● DATA LISTING
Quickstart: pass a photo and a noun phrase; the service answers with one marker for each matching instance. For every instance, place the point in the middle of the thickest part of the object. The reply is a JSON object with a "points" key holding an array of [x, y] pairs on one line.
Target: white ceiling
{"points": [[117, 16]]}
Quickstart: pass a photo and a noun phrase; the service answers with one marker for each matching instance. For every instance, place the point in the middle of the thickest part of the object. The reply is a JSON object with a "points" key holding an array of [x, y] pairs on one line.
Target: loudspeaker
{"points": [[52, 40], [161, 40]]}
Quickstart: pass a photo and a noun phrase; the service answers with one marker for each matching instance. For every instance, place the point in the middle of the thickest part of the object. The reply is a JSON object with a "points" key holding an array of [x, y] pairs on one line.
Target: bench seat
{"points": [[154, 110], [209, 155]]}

● STATED PROBLEM
Which lines of the material above contain the string "Target"? Copy out each of them.

● SOLUTION TO THIS TASK
Target: white ceiling
Target: loudspeaker
Target: bench seat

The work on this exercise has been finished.